Exercise description:
Reproduce the listing below without alteration, from its first line through the line that contains "166,77,218,150", with both of those lines included.

## BEGIN

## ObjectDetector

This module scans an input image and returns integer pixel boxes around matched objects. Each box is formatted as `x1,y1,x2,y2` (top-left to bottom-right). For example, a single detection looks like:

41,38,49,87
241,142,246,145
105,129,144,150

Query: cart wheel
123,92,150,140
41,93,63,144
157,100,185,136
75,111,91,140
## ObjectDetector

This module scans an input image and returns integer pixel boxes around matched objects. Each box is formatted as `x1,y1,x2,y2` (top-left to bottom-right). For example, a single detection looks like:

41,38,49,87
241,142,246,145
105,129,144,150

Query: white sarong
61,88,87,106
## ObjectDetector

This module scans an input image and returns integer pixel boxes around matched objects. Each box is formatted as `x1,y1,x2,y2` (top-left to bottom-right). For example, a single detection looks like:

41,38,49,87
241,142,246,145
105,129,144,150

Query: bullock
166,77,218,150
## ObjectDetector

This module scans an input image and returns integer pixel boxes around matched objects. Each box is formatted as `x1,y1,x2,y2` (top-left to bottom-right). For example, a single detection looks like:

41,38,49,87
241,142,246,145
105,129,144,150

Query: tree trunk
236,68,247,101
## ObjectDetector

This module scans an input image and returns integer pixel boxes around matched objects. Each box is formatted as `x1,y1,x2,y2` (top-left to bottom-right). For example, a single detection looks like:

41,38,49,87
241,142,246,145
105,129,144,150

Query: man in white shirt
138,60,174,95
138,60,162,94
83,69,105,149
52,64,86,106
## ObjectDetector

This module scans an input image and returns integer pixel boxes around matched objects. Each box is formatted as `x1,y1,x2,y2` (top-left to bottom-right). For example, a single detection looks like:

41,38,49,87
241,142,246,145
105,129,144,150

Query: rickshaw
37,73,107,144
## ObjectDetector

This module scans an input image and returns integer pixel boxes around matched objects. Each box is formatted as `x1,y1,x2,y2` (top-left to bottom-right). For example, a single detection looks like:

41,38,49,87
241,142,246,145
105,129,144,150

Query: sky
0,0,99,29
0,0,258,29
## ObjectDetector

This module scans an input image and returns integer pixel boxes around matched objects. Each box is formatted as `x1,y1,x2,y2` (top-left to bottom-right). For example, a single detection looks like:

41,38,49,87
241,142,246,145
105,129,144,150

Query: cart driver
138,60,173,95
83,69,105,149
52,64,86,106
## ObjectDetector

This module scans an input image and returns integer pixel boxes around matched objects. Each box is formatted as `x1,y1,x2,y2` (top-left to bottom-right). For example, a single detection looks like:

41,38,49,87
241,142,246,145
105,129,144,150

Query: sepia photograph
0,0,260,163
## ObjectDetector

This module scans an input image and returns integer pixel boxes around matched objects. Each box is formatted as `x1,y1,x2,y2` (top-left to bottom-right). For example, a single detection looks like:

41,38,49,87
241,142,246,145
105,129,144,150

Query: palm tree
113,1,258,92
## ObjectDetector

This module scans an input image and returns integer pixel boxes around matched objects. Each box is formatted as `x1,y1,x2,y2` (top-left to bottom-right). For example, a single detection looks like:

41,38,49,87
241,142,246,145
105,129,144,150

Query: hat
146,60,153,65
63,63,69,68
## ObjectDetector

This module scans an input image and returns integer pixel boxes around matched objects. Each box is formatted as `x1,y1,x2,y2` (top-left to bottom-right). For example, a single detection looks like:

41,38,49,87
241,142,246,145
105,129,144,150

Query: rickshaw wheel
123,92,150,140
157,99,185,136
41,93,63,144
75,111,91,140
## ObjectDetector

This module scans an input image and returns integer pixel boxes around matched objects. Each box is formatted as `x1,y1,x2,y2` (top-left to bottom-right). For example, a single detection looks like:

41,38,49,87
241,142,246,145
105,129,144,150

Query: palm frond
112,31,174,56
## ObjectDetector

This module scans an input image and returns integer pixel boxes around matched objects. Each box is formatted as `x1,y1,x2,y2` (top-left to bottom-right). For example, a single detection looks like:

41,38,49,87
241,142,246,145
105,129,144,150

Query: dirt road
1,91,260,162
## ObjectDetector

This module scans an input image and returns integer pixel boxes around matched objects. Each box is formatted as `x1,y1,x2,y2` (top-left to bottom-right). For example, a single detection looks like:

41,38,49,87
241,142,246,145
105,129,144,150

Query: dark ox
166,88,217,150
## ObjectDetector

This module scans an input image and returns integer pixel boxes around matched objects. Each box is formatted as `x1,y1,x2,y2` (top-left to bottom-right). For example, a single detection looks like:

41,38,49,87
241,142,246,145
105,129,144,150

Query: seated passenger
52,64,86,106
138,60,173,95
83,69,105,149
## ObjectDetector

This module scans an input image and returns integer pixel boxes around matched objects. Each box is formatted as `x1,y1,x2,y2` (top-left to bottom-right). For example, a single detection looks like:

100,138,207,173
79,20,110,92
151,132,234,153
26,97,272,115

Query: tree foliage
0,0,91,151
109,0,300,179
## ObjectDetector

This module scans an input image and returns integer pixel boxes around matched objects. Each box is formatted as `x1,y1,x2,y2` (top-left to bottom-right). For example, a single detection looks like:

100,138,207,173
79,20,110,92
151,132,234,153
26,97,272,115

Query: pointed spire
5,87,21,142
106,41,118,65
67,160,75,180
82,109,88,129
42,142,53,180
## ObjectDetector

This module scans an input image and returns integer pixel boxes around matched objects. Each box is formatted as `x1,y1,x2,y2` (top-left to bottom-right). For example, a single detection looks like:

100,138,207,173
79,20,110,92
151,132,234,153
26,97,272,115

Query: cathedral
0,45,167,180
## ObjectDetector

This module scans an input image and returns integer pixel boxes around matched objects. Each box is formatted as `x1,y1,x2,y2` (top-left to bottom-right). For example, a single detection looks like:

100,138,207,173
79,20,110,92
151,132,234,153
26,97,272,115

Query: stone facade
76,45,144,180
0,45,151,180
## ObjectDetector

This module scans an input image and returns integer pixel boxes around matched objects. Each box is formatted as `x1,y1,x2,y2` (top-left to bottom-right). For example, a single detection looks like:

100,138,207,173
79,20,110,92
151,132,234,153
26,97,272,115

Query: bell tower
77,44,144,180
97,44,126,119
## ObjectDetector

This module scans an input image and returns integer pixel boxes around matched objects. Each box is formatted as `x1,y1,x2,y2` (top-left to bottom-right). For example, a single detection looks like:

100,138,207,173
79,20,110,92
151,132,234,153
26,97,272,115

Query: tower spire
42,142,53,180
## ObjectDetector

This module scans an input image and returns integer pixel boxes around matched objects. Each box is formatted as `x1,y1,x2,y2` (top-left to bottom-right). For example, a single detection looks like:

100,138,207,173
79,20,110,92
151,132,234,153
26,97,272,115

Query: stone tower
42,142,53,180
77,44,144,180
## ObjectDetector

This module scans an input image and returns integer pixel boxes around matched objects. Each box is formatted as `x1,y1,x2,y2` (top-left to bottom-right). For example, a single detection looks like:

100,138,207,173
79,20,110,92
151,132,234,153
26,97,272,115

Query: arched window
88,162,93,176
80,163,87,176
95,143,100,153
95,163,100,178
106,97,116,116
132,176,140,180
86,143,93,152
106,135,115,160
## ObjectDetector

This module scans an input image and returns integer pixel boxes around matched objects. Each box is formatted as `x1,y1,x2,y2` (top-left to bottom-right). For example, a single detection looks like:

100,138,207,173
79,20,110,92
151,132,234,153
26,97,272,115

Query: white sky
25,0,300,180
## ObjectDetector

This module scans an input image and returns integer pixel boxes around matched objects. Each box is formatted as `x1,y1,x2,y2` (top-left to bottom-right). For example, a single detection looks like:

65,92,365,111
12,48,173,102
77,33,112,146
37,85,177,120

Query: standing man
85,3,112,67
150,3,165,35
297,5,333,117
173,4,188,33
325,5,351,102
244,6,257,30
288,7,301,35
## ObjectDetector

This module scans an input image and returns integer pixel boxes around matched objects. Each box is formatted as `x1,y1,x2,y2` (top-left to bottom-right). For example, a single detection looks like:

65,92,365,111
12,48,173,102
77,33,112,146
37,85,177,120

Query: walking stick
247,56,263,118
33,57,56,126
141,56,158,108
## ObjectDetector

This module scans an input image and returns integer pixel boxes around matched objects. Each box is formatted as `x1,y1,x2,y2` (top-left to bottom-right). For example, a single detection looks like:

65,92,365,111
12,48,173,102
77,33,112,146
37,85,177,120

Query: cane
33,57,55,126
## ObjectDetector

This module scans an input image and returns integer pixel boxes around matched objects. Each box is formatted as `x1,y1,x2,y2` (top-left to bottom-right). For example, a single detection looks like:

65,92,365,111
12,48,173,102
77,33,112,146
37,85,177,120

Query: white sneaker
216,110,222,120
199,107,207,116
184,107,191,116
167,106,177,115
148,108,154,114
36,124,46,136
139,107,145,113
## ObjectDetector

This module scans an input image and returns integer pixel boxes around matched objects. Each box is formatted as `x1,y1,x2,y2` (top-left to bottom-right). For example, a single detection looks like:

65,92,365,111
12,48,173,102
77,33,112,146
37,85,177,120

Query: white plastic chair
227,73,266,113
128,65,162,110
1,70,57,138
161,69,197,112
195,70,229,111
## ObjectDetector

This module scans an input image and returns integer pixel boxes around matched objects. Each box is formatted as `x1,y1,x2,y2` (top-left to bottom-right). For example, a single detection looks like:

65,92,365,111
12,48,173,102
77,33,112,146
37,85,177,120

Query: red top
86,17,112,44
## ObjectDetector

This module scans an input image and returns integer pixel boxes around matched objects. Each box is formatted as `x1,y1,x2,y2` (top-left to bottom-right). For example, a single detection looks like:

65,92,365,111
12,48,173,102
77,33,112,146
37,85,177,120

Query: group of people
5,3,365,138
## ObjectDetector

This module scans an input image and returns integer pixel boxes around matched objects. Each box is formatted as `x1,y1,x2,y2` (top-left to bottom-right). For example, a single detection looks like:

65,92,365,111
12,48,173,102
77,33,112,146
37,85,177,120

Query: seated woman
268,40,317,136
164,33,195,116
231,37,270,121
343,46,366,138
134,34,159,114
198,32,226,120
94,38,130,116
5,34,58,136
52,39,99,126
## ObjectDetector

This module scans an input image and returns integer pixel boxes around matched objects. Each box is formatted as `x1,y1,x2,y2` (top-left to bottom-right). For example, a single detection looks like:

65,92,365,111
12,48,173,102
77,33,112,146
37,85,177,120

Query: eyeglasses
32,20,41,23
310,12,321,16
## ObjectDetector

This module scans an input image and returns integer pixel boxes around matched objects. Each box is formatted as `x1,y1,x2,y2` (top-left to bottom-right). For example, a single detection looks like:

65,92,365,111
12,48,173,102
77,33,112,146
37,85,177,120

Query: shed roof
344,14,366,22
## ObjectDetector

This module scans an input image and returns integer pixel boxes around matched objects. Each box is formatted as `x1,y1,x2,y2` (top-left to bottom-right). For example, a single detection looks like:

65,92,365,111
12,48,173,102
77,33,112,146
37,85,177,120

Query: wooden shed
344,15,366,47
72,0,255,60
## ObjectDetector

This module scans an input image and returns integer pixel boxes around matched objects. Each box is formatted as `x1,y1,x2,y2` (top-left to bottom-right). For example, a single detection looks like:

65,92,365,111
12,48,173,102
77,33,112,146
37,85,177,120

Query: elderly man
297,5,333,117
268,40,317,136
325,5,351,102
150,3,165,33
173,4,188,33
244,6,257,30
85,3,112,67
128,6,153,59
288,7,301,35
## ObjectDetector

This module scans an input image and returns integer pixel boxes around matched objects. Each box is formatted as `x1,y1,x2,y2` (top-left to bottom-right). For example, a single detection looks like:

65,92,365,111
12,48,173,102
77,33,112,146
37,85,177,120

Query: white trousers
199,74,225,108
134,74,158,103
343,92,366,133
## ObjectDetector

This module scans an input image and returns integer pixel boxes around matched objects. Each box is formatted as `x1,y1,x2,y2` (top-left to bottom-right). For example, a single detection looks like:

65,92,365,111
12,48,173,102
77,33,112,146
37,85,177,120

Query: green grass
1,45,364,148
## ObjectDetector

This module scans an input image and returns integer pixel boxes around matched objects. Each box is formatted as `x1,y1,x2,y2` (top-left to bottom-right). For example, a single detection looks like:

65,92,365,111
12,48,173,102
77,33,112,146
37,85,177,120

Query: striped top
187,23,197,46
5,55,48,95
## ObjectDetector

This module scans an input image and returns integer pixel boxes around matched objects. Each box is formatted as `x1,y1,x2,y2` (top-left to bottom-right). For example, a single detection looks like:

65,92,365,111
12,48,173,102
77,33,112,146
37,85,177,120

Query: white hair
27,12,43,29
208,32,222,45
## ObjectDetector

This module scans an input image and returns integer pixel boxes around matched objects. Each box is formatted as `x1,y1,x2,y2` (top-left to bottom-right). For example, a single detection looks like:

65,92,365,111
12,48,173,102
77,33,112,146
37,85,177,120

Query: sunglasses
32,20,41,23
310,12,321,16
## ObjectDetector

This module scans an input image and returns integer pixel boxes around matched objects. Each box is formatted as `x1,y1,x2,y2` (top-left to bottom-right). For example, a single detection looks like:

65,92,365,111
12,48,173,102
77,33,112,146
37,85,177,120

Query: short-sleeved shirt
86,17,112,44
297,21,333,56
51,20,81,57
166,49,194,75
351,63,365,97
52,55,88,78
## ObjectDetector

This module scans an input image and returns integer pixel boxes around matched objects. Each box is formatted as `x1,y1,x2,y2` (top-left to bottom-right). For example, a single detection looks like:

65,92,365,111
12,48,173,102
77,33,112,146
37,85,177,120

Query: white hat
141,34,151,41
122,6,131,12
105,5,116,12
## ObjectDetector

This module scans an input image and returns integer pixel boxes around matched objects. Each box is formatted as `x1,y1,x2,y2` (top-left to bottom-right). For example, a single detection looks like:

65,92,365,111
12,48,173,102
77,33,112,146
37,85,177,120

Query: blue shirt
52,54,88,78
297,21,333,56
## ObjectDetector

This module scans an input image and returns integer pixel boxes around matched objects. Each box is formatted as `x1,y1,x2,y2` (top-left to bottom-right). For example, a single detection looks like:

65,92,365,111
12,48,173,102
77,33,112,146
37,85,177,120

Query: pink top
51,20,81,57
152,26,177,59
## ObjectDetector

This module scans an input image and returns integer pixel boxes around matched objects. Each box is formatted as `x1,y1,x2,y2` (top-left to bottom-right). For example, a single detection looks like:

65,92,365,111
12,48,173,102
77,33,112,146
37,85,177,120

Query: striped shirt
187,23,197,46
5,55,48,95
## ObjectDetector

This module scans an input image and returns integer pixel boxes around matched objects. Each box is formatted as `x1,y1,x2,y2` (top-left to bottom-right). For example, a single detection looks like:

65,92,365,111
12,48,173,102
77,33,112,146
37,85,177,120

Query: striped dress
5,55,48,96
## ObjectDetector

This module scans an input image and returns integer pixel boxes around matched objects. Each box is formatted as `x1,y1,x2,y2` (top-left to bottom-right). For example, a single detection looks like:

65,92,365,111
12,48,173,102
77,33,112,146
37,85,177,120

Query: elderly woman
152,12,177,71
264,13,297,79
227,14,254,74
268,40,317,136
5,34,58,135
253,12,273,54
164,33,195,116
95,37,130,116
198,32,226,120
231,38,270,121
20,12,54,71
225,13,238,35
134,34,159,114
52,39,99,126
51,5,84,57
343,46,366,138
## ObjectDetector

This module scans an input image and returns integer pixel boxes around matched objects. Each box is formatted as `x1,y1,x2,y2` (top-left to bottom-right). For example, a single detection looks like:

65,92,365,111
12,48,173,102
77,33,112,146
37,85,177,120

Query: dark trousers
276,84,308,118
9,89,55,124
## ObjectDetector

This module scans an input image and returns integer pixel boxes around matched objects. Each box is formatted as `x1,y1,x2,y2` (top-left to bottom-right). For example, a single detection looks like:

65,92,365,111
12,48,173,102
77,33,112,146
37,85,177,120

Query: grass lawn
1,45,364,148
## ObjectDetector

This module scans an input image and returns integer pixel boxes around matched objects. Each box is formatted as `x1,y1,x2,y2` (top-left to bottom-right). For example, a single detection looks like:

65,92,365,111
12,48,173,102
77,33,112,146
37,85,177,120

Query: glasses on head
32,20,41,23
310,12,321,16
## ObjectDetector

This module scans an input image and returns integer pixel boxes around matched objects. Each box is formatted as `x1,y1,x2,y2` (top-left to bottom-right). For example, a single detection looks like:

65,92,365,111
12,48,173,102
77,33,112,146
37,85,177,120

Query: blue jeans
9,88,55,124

## END

Full output:
## ObjectDetector

This module scans an input image and returns integer pixel boxes around matched objects. Each box is formatted as `x1,y1,x2,y2` (top-left to bottom-right). For example, a single detection looks like:

41,38,49,87
241,142,246,145
105,129,144,150

Query: cart wheel
123,92,150,140
41,93,63,144
157,100,185,136
75,111,91,140
## ObjectDetector

This module scans an input image and returns integer pixel boxes around matched objects. Each box is formatted as `x1,y1,x2,y2` (top-left to bottom-right). For example, a single detection looks like:

41,38,49,87
241,142,246,145
105,129,144,150

Query: white sarong
61,88,87,106
## ObjectDetector

This module scans an input image and returns integer pixel boxes around matched objects. Each box is formatted as `x1,y1,x2,y2` (top-left to bottom-right). For example, a single detection looks like:

41,38,49,87
241,142,246,145
105,129,144,150

Query: bullock
166,77,218,150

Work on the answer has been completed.